Write out each line exactly as it stands, please.
-- Start Given records --
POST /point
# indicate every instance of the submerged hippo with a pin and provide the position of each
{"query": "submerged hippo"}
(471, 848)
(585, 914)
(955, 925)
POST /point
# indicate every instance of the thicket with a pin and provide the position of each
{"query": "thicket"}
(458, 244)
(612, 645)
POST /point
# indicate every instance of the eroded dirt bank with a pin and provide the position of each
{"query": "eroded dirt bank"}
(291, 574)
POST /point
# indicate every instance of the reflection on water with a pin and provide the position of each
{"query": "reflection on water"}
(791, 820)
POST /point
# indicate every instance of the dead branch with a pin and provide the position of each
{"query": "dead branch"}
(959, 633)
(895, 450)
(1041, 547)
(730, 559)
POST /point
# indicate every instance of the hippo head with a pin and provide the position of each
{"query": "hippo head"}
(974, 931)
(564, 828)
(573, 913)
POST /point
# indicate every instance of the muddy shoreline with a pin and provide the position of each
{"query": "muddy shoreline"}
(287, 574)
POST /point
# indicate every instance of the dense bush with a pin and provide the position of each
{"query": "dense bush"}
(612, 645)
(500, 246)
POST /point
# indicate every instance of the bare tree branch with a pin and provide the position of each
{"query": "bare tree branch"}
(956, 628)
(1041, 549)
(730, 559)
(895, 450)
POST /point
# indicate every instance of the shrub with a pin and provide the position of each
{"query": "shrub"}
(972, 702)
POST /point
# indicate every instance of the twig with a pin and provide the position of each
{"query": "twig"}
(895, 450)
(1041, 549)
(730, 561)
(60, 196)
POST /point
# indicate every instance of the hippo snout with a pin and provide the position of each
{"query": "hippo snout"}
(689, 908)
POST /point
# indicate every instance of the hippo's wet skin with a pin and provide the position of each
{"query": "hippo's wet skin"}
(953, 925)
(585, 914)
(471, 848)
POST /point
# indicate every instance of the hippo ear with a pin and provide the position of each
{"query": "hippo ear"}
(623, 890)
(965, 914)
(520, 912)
-- End Given records --
[Output below]
POST /point
# indicate every instance of the submerged hippo with a pin and provide the position of each
{"query": "submerged hippo"}
(471, 848)
(585, 914)
(955, 925)
POST /point
# indicate every instance of the thicket with a pin and provide the position of each
{"query": "thicket"}
(458, 244)
(612, 645)
POST /point
# indicate every instance of the eroded dirt bank with a pin and provide the position of each
{"query": "eroded dirt bank"}
(291, 574)
POST /point
# indicate every instance of the reflection on water with a pin and provide the position of each
{"query": "reflection on water"}
(791, 820)
POST /point
# indicate every instance of the dead branch with a pin and provide the position of each
{"query": "dead branch"}
(959, 633)
(895, 450)
(1041, 547)
(730, 559)
POST /point
# indicate every instance of the hippo head with a pin and provide the position of each
{"query": "hippo head"}
(974, 931)
(564, 828)
(573, 913)
POST /point
# indicate every instance of the muddy shoreline with a pin and provide the position of each
{"query": "muddy shoreline"}
(287, 574)
POST /point
# indicate every instance of the dense bush with a pin and provide the position of each
{"query": "dense bush"}
(612, 645)
(500, 246)
POST /point
# indicate every instance of the bare tree branch with a pin and provide the position of each
{"query": "bare tree branch"}
(956, 628)
(1041, 549)
(730, 559)
(895, 450)
POST /point
# indicate every instance of the shrub with a pin and provide the position of each
{"query": "shrub"}
(972, 702)
POST /point
# indicate every instance of the twig with a pin and provide the position of each
{"query": "twig"}
(895, 450)
(1041, 549)
(730, 561)
(60, 196)
POST /point
# indicate every instance of the hippo snout with a pin and provide the position of each
{"query": "hippo snout"}
(689, 908)
POST /point
# indicate every instance of the hippo's wet skin with a pin and provide the position of each
{"query": "hippo's wet skin"}
(953, 925)
(585, 914)
(471, 848)
POST /point
# indicate every instance of the hippo ear with a pin and provide the position of each
{"query": "hippo ear"}
(623, 890)
(965, 914)
(520, 912)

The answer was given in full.